■ APPLY WHAT YOU READ ■
• 1. Summarize the article on entrepreneurial leadership teams in three sentences.
• 2. Rewrite the stretch of the article on entrepreneurial leadership teams from "In working with" through "even been started.", replacing "Entrepreneurial Operating System" with "EOS".
• 3. In the article on entrepreneurial leadership teams, how long was the senior person who had minor surgery out?

---------- TEXT EXCERPT ----------

In working with entrepreneurial leadership teams, there is one challenge that consistently shows up, particularly with smaller companies. One of my clients, for whom I am implementing the Entrepreneurial Operating System, is a perfect example. He called me the other day and was frustrated and feeling overwhelmed. We have only been working together for a little over three months so his leadership team is really learning the process. They had identified and committed to completing 5 Rocks (major 90 day priorities) for the company along with several individual Rocks owned by the team members. With the quarter nearly half gone the Rocks hadn’t even been started.
They were feeling pressure. Everyone had a reason or reasons why there was no progress on the Rocks. There had been a handful of “surprise” client issues that had unexpectedly appeared. One of the senior people had to have minor surgery and was out for two weeks. They had closed a contract with a new client and had to shift man power, and so on. All of the reasons were valid. Even so, they each acknowledged at their weekly leadership team meeting that they were “Off track.” If they only had more people, they lamented, they could solve their problems. Or if they had more resources or more money they could make progress.
I thought about the discussion I had with the client and the issues they faced. I told him that their situation was actually quite common. They were not alone. They were not the first leadership team to encounter these types of difficulties and they certainly wouldn’t be the last. Smaller companies with limited resources always have a greater burden because there are fewer people to delegate to. And, they often lack the resources to go out and hire more bodies. Sometimes, even if they have the money, they can’t find the talent they need to do the work. The “bench” is shallow. So what can they do?
There is no simple answer to this problem but what I have seen successful “Entrepreneurial Operating System” companies do is: 1) do less and do it better, 2) focus on prioritizing to achieve more.
As one of my fellow implementers says, we all get sucked into “firefighting” when what we really need is “fire prevention.” Prevention needs to be the priority. Prevention is achieved when you stop working in your business and start working on your business. The early stages of the journey are difficult. Learning to implement new tools in your business is no different than learning any new skill. At first, it feels awkward almost unnatural. But with practice, you develop consistency and overcome the challenges
Just some things to think about: In the Entrepreneurial Operating System, you learn to trust the process. Becoming great leaders is a journey not a day-trip. Trust the process. The process will make more sense to you and be more effective over time. Decide which of your priorities/ Rocks are really worth focusing on now and put the ones you can’t deal with today into your Issues list to be processed when time allows.

---------- DATA LISTING ----------

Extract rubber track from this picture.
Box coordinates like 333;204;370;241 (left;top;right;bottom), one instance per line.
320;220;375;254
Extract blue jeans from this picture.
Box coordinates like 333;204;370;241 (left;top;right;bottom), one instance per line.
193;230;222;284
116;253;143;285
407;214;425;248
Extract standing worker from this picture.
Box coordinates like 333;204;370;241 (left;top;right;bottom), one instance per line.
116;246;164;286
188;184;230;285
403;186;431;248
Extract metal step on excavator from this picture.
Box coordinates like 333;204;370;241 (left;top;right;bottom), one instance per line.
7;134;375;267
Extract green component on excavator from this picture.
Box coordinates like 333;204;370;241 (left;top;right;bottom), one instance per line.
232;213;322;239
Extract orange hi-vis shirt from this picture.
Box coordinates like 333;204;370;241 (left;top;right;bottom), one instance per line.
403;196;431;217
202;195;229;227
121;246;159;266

----------
---------- DATA LISTING ----------

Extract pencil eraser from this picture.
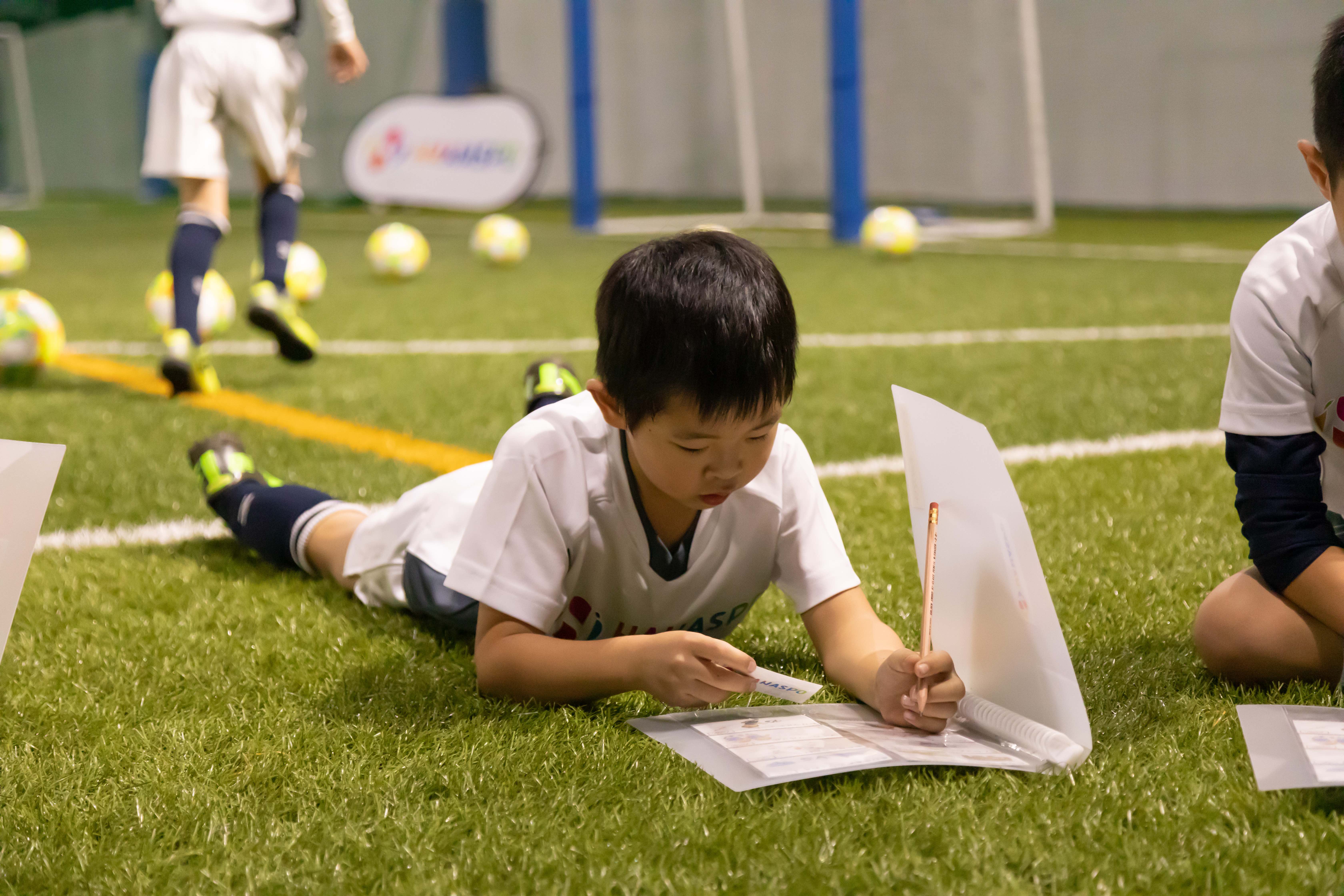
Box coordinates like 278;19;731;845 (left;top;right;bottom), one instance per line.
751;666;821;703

----------
---------- DATA LISTING ----------

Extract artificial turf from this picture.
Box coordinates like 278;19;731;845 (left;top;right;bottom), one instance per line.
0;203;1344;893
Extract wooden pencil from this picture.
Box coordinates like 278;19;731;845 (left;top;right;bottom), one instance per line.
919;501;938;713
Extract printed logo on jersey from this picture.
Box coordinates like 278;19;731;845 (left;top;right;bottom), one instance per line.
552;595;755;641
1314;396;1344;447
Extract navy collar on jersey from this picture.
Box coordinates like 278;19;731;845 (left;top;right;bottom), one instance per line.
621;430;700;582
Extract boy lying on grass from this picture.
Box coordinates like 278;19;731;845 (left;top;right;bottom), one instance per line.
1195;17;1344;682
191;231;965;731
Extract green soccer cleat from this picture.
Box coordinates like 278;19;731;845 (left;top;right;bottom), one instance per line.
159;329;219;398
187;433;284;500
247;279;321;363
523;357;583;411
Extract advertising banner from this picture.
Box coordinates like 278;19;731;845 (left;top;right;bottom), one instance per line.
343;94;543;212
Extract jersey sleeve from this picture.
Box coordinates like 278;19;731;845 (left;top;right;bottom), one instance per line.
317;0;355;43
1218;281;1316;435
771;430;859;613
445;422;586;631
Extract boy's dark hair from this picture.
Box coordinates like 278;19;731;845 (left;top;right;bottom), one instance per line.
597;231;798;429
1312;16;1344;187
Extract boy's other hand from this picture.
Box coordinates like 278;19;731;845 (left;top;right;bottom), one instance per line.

----------

■ ANSWERS TO THE PROBLEMS ■
• 1. A client's leadership team had committed to five company Rocks plus individual ones, but with the quarter nearly half gone none had been started, because of surprise client issues, a senior person's surgery and staff shifted to a new contract. Their situation is common in smaller companies, which have fewer people to delegate to and often lack the money or the talent to hire more. Successful Entrepreneurial Operating System companies do less and do it better, focus on prioritizing, make fire prevention the priority over firefighting, and trust the process over time.

• 2.
In working with entrepreneurial leadership teams, there is one challenge that consistently shows up, particularly with smaller companies. One of my clients, for whom I am implementing the EOS, is a perfect example. He called me the other day and was frustrated and feeling overwhelmed. We have only been working together for a little over three months so his leadership team is really learning the process. They had identified and committed to completing 5 Rocks (major 90 day priorities) for the company along with several individual Rocks owned by the team members. With the quarter nearly half gone the Rocks hadn’t even been started.

• 3. Two weeks.